Dataset records on object locations
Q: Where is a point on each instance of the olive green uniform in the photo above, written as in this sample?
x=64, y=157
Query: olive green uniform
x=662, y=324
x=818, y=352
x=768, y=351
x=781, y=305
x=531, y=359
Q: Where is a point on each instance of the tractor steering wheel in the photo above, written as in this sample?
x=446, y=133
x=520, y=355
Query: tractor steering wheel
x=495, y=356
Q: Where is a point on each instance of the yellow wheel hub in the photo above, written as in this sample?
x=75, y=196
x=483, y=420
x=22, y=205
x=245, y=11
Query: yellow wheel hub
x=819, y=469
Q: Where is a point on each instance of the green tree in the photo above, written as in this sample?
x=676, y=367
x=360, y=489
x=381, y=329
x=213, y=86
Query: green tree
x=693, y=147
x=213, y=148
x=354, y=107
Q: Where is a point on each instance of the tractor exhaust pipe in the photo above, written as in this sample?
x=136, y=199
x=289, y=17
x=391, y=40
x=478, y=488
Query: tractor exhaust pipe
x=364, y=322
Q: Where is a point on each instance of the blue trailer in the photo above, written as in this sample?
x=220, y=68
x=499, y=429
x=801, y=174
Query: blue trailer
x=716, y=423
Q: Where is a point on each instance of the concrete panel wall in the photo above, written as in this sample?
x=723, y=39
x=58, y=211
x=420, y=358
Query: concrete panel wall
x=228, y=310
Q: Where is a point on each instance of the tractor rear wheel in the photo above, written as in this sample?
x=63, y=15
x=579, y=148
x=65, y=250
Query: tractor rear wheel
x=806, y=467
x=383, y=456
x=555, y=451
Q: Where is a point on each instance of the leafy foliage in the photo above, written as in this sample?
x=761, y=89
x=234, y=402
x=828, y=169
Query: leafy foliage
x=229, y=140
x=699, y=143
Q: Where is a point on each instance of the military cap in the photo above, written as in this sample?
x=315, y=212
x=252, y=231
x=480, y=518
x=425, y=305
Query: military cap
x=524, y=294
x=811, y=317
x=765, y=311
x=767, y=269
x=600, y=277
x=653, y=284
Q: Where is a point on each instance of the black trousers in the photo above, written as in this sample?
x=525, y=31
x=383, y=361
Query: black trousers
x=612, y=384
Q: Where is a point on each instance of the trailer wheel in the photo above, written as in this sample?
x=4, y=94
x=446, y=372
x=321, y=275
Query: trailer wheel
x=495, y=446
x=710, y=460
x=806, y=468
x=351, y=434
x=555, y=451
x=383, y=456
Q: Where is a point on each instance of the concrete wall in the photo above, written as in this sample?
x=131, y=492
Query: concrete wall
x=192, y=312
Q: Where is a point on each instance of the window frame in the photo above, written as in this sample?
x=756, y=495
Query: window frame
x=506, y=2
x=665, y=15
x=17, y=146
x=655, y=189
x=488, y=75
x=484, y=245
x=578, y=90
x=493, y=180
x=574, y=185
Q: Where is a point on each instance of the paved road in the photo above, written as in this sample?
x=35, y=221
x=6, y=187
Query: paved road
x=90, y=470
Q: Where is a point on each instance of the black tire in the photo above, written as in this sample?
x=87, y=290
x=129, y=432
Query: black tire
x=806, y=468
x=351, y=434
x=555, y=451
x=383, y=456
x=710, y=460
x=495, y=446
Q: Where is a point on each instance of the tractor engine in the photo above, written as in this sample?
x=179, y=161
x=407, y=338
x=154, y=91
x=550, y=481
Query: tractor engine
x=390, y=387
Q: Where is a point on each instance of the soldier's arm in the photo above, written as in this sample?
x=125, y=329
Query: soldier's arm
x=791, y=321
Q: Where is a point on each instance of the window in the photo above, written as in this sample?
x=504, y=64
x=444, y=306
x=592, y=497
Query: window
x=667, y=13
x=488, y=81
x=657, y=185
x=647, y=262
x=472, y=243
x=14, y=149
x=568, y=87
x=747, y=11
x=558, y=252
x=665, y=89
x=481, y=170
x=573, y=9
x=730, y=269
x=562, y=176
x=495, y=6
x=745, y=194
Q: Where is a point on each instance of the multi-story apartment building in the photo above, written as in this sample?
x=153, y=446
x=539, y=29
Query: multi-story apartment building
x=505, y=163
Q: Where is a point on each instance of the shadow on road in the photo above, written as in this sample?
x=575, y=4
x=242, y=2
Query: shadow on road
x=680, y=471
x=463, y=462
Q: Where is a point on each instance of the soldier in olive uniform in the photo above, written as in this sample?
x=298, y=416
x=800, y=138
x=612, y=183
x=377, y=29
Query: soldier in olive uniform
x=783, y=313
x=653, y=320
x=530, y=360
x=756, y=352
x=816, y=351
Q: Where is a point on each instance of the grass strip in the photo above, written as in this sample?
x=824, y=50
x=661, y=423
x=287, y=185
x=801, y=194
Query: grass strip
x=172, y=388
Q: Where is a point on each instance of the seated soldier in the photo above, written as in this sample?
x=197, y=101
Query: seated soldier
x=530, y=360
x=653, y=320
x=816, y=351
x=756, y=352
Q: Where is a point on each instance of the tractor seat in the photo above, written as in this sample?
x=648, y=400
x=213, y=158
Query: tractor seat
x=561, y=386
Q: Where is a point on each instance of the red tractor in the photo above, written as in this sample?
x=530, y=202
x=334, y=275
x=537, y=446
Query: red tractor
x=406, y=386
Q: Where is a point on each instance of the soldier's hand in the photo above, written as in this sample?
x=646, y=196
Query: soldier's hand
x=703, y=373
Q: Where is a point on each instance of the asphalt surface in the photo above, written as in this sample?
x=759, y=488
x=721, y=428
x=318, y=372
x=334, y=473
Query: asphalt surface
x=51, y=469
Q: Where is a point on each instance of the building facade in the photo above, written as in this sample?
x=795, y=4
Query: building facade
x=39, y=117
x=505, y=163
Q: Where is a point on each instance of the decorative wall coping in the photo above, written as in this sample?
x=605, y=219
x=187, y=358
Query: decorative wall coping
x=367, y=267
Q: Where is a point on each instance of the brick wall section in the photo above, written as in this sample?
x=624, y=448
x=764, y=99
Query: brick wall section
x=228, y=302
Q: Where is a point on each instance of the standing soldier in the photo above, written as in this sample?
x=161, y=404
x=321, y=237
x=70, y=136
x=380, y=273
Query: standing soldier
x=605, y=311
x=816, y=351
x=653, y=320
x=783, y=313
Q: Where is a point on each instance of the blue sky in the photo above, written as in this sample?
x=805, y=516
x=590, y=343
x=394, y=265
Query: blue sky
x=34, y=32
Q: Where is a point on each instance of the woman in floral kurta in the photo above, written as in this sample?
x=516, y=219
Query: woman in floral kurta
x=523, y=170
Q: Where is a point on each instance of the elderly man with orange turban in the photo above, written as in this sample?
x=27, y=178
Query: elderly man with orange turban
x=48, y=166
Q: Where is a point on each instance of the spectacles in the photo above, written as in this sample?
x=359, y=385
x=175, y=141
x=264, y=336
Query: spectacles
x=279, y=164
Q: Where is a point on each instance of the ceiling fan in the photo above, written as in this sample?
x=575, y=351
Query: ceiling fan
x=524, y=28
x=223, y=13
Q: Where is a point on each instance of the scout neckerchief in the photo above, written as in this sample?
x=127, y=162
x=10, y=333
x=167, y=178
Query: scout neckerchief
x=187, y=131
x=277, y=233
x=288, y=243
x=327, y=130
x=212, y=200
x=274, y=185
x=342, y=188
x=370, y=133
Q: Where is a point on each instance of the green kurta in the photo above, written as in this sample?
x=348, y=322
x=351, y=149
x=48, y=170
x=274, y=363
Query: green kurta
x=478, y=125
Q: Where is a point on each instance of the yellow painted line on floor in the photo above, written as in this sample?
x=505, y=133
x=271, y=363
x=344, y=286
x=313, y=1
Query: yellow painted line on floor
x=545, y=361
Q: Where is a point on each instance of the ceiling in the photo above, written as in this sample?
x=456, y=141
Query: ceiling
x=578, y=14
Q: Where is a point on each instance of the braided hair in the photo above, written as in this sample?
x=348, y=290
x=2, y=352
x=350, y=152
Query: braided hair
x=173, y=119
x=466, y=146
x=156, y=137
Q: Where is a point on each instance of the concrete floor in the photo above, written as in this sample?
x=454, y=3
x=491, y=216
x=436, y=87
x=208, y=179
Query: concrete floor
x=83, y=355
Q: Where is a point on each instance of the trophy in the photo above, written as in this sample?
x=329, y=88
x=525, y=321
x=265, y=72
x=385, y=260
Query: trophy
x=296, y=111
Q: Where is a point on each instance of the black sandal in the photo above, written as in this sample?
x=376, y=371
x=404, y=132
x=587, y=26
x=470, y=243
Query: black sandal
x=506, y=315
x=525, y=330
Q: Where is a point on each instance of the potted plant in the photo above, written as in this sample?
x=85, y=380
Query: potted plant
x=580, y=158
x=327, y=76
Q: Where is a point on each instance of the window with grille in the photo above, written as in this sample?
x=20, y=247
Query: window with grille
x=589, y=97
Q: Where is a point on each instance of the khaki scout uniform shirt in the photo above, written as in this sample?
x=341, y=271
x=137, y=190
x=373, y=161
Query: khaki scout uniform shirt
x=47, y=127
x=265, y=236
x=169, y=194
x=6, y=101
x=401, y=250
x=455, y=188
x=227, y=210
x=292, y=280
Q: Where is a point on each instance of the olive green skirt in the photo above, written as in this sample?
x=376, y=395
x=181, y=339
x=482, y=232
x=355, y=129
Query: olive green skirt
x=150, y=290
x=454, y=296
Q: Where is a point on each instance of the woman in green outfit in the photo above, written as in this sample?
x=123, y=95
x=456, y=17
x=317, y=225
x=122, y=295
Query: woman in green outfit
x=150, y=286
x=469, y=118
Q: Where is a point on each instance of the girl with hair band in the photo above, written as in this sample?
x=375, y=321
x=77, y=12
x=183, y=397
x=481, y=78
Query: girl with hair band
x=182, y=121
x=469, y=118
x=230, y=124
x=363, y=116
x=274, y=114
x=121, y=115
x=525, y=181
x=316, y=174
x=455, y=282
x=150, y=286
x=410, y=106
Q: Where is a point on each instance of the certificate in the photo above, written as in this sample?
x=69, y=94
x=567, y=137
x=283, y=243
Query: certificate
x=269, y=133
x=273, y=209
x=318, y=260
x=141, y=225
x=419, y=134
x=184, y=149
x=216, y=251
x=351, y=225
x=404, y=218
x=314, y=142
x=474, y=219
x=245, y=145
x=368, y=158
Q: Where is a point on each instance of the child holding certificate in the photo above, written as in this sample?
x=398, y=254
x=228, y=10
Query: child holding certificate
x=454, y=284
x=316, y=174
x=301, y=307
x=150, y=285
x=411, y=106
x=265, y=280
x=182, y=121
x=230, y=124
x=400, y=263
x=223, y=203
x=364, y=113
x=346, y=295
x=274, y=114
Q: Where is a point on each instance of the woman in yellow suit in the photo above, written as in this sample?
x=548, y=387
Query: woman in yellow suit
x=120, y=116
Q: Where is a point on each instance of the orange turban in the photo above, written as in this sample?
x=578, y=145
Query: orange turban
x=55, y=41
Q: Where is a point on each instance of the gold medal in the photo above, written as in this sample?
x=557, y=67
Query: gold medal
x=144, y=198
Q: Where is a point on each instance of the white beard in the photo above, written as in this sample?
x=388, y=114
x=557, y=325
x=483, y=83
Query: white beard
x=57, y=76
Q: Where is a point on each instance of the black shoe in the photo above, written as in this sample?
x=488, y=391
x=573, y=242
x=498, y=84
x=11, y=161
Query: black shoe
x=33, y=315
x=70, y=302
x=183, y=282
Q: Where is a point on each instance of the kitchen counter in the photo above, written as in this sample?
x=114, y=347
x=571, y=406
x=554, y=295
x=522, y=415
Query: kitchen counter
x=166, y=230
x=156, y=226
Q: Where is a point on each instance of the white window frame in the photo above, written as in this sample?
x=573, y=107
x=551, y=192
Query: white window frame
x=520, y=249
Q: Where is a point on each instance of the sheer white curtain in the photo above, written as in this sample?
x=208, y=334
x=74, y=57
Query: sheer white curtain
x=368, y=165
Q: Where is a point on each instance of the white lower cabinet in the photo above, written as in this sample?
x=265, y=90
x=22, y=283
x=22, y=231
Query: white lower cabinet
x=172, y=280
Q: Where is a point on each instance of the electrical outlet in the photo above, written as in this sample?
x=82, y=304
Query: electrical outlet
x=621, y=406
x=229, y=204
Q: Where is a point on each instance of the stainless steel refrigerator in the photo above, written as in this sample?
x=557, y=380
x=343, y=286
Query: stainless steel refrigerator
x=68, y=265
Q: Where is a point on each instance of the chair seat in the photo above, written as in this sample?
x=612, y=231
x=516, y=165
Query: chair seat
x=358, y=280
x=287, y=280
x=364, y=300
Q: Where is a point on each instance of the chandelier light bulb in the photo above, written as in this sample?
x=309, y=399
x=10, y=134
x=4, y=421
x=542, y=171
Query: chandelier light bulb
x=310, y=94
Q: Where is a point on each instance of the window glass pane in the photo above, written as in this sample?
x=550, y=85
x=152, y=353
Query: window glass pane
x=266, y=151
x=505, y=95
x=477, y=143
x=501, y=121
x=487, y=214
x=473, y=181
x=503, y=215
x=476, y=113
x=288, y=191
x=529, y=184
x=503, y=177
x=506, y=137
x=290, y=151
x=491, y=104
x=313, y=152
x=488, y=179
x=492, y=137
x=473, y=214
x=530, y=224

#### What is required:
Duplicate the data starting at the line that contains "Q: Where is a point on each instance of the braided" and ending at the line that contains "x=156, y=137", including both of those lines.

#### Written response:
Q: Where is a point on each instance of the braided hair in the photo above, written as in this sample?
x=348, y=290
x=2, y=352
x=350, y=152
Query: braided hair
x=173, y=119
x=466, y=146
x=156, y=137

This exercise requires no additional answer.